* _WHAT TO DO_
A. Transcribe everything from "03-03-2016, 02:33 PM" down to "at my library." in the forum post about the parenting book.
B. In the forum post about the parenting book, how long did it take for things to calm down at the writer's house?
C. Resume the forum post about the parenting book from its last sentence.

* _SELECTED PASSAGE_

▬▬▬▬▬▬

View Full Version : How to talk to teens (and kids) so they will listen and listen so they will talk.

03-03-2016, 02:33 PM
I wholeheartedly want to recommend a book my husband and I had recommended to us. It's called "How to talk so teens will listen, and listen so teens will talk." by Faber and Mazlish. There is a book for parents with young kids under the same title, only instead of the word "teens" it says "kids". You can find both on Amazon. I found the teen book at my library.

First, I wish I'd found this book when my oldest was still a teenager. I think our communication skills would have been better and our relationship stronger. We are rebuilding now and I have this book to thank. In fact, I just used one of her methods to address something that would have set my son off (he still lives at home for now), but instead, we came to a peaceful resolution. Amazing!

But the BIGGEST influence this book has had, has been with the communication between my youngest and us. She is explosive. Her emotions are always out of control. We have been frustrated and angry at her and not known how to communicate in a way that is productive. This book has been a huge help. In 2 weeks, things at our house have calmed down and her behavior has changed dramatically. Although we haven't been perfect, it's been a beautiful work in progress. She's also learned how to problem solve herself to feel empowered to make changes needed to succeed.

▬▬▬▬▬▬

* _DATA EXCERPTS_
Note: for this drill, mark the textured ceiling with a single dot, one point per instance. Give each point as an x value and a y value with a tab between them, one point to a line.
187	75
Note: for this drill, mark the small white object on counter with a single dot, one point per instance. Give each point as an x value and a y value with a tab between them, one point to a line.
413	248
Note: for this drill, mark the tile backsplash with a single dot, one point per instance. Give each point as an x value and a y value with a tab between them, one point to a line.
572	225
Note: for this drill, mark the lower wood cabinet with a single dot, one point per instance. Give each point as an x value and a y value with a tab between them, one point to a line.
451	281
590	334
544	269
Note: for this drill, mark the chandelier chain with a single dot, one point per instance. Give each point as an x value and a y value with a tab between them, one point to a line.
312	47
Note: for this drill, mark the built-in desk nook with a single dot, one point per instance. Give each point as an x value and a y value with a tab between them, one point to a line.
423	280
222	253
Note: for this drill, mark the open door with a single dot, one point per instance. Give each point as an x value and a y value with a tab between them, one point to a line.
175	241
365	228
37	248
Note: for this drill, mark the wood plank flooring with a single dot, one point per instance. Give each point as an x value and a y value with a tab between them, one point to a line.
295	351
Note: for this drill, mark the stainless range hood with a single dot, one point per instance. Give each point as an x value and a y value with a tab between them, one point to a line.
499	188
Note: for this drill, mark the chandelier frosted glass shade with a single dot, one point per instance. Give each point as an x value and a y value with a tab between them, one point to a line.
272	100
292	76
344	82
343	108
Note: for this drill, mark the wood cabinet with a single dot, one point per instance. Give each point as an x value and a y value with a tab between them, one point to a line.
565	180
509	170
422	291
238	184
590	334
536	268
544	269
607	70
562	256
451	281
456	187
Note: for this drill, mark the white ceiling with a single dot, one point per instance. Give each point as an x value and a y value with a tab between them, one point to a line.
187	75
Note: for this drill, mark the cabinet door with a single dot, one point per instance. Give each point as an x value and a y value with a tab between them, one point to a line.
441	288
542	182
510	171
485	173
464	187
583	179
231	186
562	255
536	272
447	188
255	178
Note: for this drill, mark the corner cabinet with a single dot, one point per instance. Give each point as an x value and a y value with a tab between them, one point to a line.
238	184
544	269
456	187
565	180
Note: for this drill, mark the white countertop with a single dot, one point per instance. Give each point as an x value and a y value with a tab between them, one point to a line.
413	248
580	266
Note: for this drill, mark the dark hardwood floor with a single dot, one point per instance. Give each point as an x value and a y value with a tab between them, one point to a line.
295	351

▬▬▬▬▬▬

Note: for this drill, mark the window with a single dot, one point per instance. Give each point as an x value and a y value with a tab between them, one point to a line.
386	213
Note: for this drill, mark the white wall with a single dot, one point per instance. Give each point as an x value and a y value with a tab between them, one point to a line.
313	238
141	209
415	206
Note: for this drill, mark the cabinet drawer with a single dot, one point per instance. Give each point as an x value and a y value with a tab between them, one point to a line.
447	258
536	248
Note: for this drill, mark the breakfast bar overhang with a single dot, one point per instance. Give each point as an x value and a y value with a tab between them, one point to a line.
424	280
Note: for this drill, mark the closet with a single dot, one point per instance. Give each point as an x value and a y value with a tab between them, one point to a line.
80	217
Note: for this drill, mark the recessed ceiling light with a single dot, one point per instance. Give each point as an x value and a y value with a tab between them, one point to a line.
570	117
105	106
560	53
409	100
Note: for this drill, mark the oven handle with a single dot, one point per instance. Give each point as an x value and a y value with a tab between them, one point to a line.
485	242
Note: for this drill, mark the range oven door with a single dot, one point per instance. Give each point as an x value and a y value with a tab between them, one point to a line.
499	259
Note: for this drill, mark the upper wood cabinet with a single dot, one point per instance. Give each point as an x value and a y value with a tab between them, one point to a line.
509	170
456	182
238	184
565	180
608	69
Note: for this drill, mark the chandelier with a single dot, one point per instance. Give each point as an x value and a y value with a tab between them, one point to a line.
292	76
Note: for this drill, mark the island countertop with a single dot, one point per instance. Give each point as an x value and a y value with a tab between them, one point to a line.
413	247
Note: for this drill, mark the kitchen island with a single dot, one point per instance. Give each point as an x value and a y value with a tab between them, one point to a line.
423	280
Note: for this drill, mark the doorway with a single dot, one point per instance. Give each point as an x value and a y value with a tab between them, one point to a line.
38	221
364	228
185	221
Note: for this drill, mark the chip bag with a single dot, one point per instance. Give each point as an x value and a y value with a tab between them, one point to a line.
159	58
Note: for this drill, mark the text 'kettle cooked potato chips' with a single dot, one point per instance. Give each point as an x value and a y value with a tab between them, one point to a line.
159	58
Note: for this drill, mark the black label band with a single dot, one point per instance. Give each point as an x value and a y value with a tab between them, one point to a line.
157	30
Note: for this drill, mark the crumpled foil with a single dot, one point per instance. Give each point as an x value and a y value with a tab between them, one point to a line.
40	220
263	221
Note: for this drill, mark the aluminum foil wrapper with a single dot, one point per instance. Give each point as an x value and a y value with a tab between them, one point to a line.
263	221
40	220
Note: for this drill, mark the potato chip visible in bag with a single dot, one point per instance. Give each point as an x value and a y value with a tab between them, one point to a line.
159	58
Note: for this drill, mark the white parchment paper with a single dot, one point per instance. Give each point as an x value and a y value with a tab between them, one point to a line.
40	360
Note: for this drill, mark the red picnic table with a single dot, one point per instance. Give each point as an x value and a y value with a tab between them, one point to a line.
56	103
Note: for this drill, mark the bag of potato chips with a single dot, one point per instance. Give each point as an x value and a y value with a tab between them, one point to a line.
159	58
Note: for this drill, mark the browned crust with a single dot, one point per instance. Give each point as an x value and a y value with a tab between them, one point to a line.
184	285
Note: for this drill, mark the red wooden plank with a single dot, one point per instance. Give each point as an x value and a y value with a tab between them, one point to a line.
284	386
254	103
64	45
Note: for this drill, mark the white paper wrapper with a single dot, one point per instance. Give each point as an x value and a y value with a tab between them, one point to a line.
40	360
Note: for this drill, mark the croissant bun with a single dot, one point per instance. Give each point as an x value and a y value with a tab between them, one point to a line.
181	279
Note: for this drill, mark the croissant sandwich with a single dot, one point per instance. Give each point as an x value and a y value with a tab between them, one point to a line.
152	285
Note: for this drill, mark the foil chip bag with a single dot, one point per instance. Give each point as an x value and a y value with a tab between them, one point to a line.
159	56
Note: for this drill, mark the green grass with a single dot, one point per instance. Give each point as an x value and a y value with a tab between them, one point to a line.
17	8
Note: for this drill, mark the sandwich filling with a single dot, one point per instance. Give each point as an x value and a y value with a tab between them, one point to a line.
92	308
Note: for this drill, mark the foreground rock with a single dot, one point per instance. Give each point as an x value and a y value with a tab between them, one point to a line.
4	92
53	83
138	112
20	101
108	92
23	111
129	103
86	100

▬▬▬▬▬▬

* _ANSWERS_
A.
03-03-2016, 02:33 PM
I wholeheartedly want to recommend a book my husband and I had recommended to us. It's called "How to talk so teens will listen, and listen so teens will talk." by Faber and Mazlish. There is a book for parents with young kids under the same title, only instead of the word "teens" it says "kids". You can find both on Amazon. I found the teen book at my library.

B. Two weeks.

C.
This book is an easy read that teaches communication skills that validate emotions, but helps kids come to their own conclusions on how to solve their problems. It aims at mending the teen/parent relationship angst by teaching how to communicate issues effectively so problems are solved. In some instances, I've had to use several of her methods in one conversation and it's worked really well!


03-05-2016, 12:54 PM
i have this book right now in the living room. Maybe i'll go read it! lol

03-05-2016, 04:06 PM
Signed up for the waitlist for the kid one. Thanks!

03-06-2016, 02:03 AM
I read two of their books - the "how to talk..." for kids and "Siblings Without Rivalry" way back when my teenager was a baby. They earned a permanent spot on my shelf, along with Barbara Coloroso, and I think they really informed my parenting style.

03-06-2016, 07:49 AM
This is a good read. It's also very popular in the Suzuki circles that I'm involved in.

There are a lot of techniques that they outline; but most importantly it's a reminder that empathy isn't just an attitude, it's a technique. (And I mean that in a non-manipulative way.) I used to teach a course to med students and residents on communication skills. We spent a lot of the time practicing what empathic communication sounds and feels like. When they were able to break out of the objective/information-gathering/controlling mode of communication, it made the whole interview go better.

Even the old Stephen Covey, "7 Habits..." book dealt with a lot of this. "Seek first to understand, then be understood." and "Deal first with emotions." I guess we need reminders...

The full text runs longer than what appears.